[Begin Materials provided]

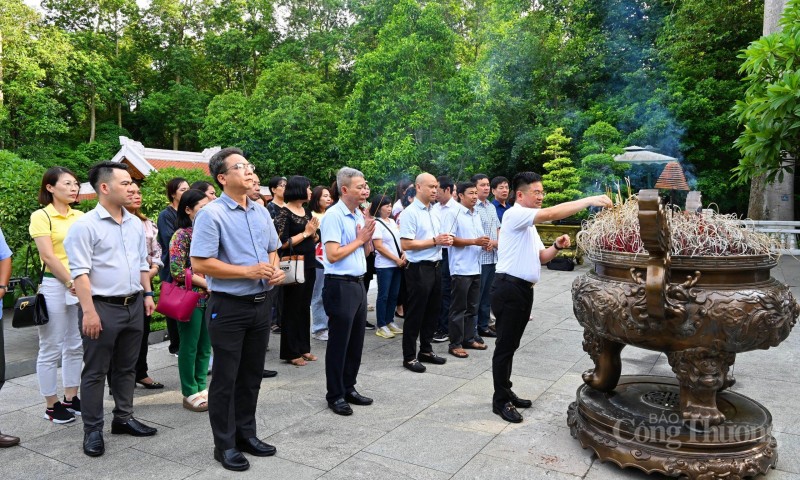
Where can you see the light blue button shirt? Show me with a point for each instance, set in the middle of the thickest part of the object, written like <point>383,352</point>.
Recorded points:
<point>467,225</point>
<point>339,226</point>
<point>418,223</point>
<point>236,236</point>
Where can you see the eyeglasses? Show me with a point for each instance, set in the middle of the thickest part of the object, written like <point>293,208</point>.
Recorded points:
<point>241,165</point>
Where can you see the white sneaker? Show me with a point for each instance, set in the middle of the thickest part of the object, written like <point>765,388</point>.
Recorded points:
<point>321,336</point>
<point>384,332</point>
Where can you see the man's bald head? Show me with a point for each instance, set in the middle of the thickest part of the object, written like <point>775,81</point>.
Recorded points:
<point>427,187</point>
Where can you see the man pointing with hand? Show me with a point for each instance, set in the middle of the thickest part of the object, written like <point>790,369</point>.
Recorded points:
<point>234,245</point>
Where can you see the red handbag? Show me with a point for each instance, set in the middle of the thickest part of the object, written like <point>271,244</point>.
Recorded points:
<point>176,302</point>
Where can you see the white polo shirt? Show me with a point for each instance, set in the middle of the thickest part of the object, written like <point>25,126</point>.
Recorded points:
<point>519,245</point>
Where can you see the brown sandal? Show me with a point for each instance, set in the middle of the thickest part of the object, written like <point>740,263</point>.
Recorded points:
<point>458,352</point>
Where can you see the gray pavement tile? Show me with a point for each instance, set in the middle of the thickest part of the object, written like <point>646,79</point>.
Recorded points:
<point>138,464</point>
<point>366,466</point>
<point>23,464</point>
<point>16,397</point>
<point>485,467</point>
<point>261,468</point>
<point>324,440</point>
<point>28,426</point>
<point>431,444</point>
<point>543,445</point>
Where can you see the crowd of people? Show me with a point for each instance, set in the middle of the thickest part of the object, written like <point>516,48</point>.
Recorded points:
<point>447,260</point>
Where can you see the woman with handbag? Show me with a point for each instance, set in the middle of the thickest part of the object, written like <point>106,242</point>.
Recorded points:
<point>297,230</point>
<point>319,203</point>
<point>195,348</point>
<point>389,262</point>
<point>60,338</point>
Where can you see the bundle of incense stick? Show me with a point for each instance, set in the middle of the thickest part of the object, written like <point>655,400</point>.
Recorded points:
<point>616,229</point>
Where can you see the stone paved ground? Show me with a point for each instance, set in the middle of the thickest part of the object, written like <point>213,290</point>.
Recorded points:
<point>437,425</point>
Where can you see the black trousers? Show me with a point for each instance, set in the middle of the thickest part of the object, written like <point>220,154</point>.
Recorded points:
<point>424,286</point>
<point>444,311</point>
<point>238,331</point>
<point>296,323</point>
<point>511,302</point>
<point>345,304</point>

[End Materials provided]
[Begin Materials provided]

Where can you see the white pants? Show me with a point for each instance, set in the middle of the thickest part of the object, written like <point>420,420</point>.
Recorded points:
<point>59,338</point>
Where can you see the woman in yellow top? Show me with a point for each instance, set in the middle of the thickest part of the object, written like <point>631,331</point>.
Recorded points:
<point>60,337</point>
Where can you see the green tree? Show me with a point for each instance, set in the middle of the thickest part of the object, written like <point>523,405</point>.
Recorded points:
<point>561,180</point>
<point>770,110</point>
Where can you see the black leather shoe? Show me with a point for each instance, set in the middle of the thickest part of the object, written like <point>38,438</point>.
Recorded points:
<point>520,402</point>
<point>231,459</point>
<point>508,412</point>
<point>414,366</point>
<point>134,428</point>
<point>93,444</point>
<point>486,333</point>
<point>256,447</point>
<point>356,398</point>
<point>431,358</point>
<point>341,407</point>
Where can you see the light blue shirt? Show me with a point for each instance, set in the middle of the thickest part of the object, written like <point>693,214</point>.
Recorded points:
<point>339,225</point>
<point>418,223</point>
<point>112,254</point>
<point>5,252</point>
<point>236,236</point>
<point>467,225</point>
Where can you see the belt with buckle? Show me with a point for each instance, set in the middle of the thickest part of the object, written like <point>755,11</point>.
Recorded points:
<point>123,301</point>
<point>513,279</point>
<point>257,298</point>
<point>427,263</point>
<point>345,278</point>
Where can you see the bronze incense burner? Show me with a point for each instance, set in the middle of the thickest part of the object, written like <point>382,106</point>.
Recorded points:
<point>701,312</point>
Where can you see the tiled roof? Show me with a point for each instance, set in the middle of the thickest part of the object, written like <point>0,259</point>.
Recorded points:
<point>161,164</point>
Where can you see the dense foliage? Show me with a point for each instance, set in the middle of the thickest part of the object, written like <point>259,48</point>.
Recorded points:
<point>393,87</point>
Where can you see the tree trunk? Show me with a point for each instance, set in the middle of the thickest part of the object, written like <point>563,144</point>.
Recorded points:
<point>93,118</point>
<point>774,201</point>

[End Materials provided]

Short task: Give the rows from the line containing "Where can you see the light blue button" through the line containing "<point>519,245</point>" as a JSON list of strings, one string per line and no blank lines. Include both of those lines and nothing outside that stretch.

Completed task:
[
  "Where can you see the light blue button shirt? Show me with a point for each instance, set in the middle of the thickest part of the object, written like <point>383,352</point>.",
  "Recorded points:",
  "<point>467,225</point>",
  "<point>339,226</point>",
  "<point>418,223</point>",
  "<point>236,236</point>",
  "Where can you see the eyeglasses? Show me with a point for each instance, set in the middle of the thickest part of the object, written like <point>293,208</point>.",
  "Recorded points:",
  "<point>241,165</point>",
  "Where can you see the white sneaker? Show me with a point for each instance, set in the middle of the thickest part of the object, written like <point>765,388</point>.",
  "Recorded points:",
  "<point>321,336</point>",
  "<point>384,332</point>",
  "Where can you see the man's bald head? Show me with a point for each instance, set in the middle of the thickest part of the object, written like <point>775,81</point>.",
  "Recorded points:",
  "<point>427,187</point>",
  "Where can you see the man pointing with hand? Show me with a point for each instance, set in the middle of the thickest part of the object, written like <point>790,369</point>.",
  "Recorded points:",
  "<point>234,245</point>",
  "Where can you see the red handbag? Show me with a point for each instance, set in the middle of the thickest part of the object, written like <point>271,244</point>.",
  "Recorded points:",
  "<point>176,302</point>",
  "Where can you see the white polo shirt? Show me with a point for each instance, set in the middle of the thickest part of the object, written like <point>25,126</point>.",
  "Recorded points:",
  "<point>519,245</point>"
]